DATA EXCERPTS:

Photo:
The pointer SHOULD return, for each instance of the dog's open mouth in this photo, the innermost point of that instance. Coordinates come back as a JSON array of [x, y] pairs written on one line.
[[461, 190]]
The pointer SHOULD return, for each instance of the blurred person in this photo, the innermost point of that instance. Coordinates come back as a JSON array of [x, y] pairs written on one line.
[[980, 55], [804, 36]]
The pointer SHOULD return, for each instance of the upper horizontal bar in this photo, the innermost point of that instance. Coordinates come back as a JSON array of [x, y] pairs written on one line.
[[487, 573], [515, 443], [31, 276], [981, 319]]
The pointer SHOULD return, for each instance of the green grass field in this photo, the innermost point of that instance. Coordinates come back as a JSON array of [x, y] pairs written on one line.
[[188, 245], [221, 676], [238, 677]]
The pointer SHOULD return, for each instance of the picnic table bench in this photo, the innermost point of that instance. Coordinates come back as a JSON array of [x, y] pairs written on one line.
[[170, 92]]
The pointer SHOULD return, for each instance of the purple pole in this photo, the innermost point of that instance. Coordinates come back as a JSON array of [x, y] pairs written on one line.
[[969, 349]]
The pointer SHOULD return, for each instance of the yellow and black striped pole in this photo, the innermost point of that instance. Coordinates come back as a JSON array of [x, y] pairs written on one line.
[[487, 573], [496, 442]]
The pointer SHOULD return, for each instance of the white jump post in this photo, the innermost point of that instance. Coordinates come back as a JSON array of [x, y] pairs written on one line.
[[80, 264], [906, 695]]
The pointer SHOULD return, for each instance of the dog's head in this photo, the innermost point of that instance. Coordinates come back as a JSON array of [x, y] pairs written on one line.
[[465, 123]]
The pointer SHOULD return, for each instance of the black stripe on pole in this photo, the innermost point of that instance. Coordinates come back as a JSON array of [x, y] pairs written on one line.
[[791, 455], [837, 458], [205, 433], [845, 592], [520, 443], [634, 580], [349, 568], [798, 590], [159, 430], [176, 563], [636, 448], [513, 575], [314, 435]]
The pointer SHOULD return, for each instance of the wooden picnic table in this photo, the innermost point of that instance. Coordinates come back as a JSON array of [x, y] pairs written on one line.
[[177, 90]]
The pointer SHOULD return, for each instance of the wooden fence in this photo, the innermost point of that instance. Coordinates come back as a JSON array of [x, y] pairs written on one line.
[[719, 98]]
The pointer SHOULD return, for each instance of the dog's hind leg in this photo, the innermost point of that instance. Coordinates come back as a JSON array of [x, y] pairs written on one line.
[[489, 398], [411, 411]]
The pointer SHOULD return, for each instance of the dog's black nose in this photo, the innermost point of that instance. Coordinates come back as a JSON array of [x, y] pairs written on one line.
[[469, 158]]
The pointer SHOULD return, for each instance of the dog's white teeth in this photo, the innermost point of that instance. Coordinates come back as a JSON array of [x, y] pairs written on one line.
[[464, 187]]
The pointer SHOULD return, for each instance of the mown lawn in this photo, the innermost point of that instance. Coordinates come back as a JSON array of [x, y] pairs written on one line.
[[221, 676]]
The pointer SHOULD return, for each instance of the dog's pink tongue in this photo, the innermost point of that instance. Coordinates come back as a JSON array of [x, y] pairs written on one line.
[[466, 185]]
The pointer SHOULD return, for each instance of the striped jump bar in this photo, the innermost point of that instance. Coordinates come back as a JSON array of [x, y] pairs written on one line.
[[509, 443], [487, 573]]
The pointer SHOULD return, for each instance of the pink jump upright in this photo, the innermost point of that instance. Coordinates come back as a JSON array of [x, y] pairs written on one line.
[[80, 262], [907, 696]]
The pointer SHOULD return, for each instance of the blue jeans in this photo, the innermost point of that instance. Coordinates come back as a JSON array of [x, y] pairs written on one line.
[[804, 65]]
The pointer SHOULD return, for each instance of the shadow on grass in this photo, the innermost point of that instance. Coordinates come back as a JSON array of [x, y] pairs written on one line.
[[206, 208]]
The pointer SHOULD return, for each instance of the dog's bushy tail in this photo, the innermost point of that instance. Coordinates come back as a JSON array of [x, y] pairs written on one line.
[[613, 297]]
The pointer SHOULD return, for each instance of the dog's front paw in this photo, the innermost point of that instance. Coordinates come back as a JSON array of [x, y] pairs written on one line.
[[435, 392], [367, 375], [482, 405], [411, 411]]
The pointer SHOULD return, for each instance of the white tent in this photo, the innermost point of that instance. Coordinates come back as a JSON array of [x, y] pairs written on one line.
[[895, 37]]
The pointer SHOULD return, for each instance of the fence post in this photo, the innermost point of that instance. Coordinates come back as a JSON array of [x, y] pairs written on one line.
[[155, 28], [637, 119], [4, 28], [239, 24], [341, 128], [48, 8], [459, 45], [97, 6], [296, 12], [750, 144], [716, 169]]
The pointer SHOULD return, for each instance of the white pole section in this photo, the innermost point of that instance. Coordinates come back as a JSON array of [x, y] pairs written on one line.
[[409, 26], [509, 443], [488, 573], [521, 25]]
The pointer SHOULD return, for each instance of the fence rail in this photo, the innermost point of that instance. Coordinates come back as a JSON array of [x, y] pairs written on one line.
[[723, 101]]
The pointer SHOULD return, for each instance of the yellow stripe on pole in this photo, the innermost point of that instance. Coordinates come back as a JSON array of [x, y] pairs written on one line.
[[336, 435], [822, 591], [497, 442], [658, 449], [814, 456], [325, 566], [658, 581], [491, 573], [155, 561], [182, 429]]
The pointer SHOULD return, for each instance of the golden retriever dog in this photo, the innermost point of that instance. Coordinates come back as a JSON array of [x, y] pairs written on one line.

DIRECTION: Turn the rows above into a Markdown table with two columns, n and Line. Put each line's number in n and the line itself in Line, and skip any blank lines.

OUTPUT FOR THIS EXERCISE:
| n | Line |
|---|---|
| 1 | Photo: |
| 2 | The pointer SHOULD return, for each instance of the dog's open mouth in this photo, the innermost point of that instance. Coordinates come back as a JSON array of [x, y] pairs written on one line. |
| 3 | [[461, 190]] |
| 4 | The pointer SHOULD return, for each instance of the blurred person in this photo, the innermost point of that instance. Coordinates come back as a JSON array of [x, y] pairs written on one line. |
| 5 | [[980, 55], [804, 36]] |
| 6 | The pointer SHOULD return, for each instance of the upper horizontal bar in this photo, the innermost point of that instance. Coordinates come back as a JSON array of [x, y] pairs written on one line. |
| 7 | [[487, 573], [515, 443], [31, 276], [981, 319]] |
| 8 | The pointer SHOULD return, for each instance of the green grass field in this photo, the innermost point of that instance. Coordinates come back as a JSON array of [x, y] pairs written on one line. |
| 9 | [[188, 245], [221, 676], [238, 677]] |
| 10 | The pointer SHOULD return, for each instance of the picnic table bench in this photo, the innermost point of that instance. Coordinates come back as a JSON array of [x, y] pairs written on one line. |
| 11 | [[170, 92]] |
| 12 | The pointer SHOULD return, for each instance of the purple pole in this photo, the innermost point of that instance. Coordinates come back as a JSON array of [x, y] pairs written on one line. |
| 13 | [[969, 349]] |
| 14 | The pointer SHOULD return, for each instance of the yellow and black striped pole in this photo, the innermost point of that instance. Coordinates come back as a JSON array of [x, y] pairs written on one line. |
| 15 | [[487, 573], [496, 442]] |
| 16 | The pointer SHOULD return, for each instance of the white jump post in this photo, the innermost point of that instance. Coordinates come back as a JSON array of [x, y] pairs written on one line. |
| 17 | [[80, 264], [906, 695]] |
| 18 | The pointer SHOULD return, for each instance of the dog's head in this photo, the innermost point of that instance. Coordinates come back as a JSON array of [x, y] pairs written on one line. |
| 19 | [[465, 123]] |
| 20 | The pointer SHOULD return, for each instance of the black stripe on pole in this photo, the innermost point of that instance. Coordinates come back as a JSON array of [x, y] pairs written on one line. |
| 21 | [[791, 455], [837, 458], [205, 433], [845, 592], [520, 443], [634, 580], [349, 568], [798, 590], [159, 430], [176, 563], [636, 448], [513, 575], [314, 435]] |
| 22 | The pointer SHOULD return, for each instance of the wooden picnic table in this photo, the innermost point of that instance. Coordinates come back as a JSON array of [x, y] pairs written on one line. |
| 23 | [[177, 90]] |
| 24 | The pointer SHOULD return, for each instance of the wooden fence in this photo, the innermost point of that instance. Coordinates come back as a JSON array of [x, y] pairs written on one line. |
| 25 | [[719, 98]] |
| 26 | The pointer SHOULD return, for each instance of the dog's hind leg in this photo, the innermost point of that instance. Coordinates come back as a JSON array of [x, y] pairs written on one line. |
| 27 | [[489, 398], [411, 411]] |
| 28 | The pointer SHOULD return, for each instance of the dog's black nose in this photo, the innermost point of that instance. Coordinates come back as a JSON array of [x, y] pairs written on one line. |
| 29 | [[469, 158]] |
| 30 | The pointer SHOULD return, for each instance of the dog's white teeth in this photo, the innermost point of that instance. Coordinates come back as a JSON array of [x, y] pairs written on one line. |
| 31 | [[464, 187]] |
| 32 | The pointer SHOULD return, for each instance of the mown lawn in this photo, the innermost point of that instance. Coordinates come back as a JSON array of [x, y] pairs written on one line. |
| 33 | [[221, 676]] |
| 34 | The pointer SHOULD return, for each instance of the dog's pink tongue in this photo, the innermost point of that instance. Coordinates come back as a JSON array of [x, y] pairs written on one line. |
| 35 | [[466, 185]] |
| 36 | The pointer SHOULD return, for each instance of the striped jump bar in this photo, the innermost point of that instance. Coordinates come back as a JSON array of [x, y] pairs written on one line. |
| 37 | [[509, 443], [487, 573]] |
| 38 | The pointer SHOULD return, for each instance of the pink jump upright in this photo, the innermost point of that instance. Coordinates come back as a JSON array of [x, y] pairs written on one line. |
| 39 | [[80, 262], [907, 696]] |
| 40 | The pointer SHOULD return, for each instance of the blue jeans in this photo, the innermost point of that instance. Coordinates come back as a JSON array of [x, y] pairs written on one line. |
| 41 | [[804, 65]] |
| 42 | The pointer SHOULD return, for each instance of the shadow on grass in this photo, the innermost point of that instance. Coordinates come back as a JSON array of [x, y] pairs written on one line. |
| 43 | [[206, 208]] |
| 44 | The pointer SHOULD return, for each instance of the dog's bushy tail in this photo, the innermost point of that instance. Coordinates come back as a JSON array of [x, y] pairs written on one line. |
| 45 | [[613, 297]] |
| 46 | The pointer SHOULD return, for each instance of the dog's front paw in this photo, the innermost point of that instance. Coordinates come back as a JSON array of [x, y] pairs written on one line. |
| 47 | [[435, 392], [367, 375], [482, 405], [411, 411]] |
| 48 | The pointer SHOULD return, for each instance of the white tent in this photo, the innermost point of that instance. Coordinates come back as a JSON array of [x, y] pairs written on one line. |
| 49 | [[895, 37]] |
| 50 | The pointer SHOULD return, for each instance of the fence post in this photo, the innermost point of that instance. Coordinates come back as a JSON array of [x, y] pairs written on one line. |
| 51 | [[155, 28], [637, 119], [4, 28], [239, 24], [341, 128], [48, 8], [459, 45], [97, 6], [296, 12], [750, 144], [716, 169]] |
| 52 | The pointer SHOULD return, for each instance of the white pole section in this photo, the innermost point of that instance. Coordinates come back as a JSON array of [x, y] pairs written on one line. |
| 53 | [[409, 26], [509, 443], [488, 573], [521, 25]] |
| 54 | The pointer SHOULD return, for each instance of the fence rail in this photo, the innermost point of that instance. Coordinates come back as a JSON array of [x, y] pairs written on one line. |
| 55 | [[723, 101]] |
| 56 | The pointer SHOULD return, for each instance of the yellow stripe on pole in this photo, the innermost point of that instance. Coordinates come back as a JSON array of [x, y] pairs written on one line. |
| 57 | [[336, 435], [822, 591], [497, 442], [658, 449], [814, 456], [325, 566], [658, 581], [491, 573], [155, 561], [182, 429]] |
| 58 | The pointer SHOULD return, for each instance of the golden retriever dog in this photo, the innermost point of that instance. Coordinates come back as a JSON array of [x, y] pairs written on one line. |